What is needed: Your answer should be one number: the count of lines in the records that include the word "rear".

# # # # # # #

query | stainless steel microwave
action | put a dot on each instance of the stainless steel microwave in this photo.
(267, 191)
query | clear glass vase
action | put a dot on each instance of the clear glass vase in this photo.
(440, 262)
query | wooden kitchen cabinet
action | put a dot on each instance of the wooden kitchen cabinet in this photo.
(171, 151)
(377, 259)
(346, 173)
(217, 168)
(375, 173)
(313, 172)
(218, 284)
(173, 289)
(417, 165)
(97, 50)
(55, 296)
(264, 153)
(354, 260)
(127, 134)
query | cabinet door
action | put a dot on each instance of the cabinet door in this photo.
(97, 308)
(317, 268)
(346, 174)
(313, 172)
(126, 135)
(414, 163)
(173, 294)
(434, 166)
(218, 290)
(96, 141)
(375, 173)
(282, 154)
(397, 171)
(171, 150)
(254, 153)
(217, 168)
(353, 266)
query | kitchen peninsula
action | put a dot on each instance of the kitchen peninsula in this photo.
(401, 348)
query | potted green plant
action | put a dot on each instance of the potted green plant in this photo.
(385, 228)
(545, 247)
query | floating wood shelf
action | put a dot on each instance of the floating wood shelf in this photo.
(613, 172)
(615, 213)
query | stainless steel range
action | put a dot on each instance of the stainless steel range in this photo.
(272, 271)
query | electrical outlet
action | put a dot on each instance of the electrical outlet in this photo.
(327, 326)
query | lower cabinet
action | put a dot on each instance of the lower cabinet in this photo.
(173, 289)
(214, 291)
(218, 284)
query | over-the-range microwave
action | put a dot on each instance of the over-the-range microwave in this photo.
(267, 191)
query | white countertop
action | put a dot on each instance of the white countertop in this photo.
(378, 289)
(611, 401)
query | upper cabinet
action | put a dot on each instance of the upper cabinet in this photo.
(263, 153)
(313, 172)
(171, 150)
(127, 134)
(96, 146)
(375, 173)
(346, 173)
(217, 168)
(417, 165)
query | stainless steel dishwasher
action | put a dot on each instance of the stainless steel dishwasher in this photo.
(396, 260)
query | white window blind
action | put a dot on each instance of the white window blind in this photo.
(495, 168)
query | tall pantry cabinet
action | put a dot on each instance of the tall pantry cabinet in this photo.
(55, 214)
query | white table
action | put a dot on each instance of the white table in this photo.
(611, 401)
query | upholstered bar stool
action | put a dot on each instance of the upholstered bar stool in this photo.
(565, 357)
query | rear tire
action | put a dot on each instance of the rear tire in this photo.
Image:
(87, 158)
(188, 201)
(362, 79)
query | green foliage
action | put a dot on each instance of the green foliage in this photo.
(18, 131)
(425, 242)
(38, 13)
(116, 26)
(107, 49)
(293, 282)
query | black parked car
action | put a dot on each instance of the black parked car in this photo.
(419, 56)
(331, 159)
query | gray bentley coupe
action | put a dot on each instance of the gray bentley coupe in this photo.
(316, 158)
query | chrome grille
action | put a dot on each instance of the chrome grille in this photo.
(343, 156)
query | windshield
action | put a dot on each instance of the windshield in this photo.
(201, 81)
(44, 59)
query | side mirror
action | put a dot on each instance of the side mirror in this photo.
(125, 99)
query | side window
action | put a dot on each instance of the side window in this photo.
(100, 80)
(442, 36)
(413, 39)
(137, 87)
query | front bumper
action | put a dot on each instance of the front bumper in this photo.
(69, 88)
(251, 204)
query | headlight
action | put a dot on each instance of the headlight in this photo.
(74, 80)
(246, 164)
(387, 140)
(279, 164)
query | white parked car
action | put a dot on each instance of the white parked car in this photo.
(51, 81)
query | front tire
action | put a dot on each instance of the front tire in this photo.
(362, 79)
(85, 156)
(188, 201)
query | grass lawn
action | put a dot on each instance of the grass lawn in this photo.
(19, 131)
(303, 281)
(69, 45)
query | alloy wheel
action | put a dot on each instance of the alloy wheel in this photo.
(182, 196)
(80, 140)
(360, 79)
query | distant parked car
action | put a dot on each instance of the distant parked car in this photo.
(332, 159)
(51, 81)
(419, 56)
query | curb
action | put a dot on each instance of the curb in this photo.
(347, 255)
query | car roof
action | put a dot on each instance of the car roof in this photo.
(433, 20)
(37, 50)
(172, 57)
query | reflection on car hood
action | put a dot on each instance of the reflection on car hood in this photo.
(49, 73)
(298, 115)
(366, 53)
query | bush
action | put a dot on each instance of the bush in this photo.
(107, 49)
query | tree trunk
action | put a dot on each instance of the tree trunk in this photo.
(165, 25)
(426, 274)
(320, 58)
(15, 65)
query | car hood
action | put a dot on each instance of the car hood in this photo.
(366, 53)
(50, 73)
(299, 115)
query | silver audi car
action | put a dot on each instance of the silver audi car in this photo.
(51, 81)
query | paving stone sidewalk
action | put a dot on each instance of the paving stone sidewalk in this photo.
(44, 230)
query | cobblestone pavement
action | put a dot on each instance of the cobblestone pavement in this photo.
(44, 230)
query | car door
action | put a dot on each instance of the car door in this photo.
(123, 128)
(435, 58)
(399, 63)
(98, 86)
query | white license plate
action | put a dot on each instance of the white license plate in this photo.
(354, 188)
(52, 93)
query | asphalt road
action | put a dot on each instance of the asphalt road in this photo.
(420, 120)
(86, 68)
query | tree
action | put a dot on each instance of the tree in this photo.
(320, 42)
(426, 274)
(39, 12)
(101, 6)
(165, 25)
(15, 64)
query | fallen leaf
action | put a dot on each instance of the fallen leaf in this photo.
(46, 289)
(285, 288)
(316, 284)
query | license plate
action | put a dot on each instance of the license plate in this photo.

# # # # # # #

Expected output: 2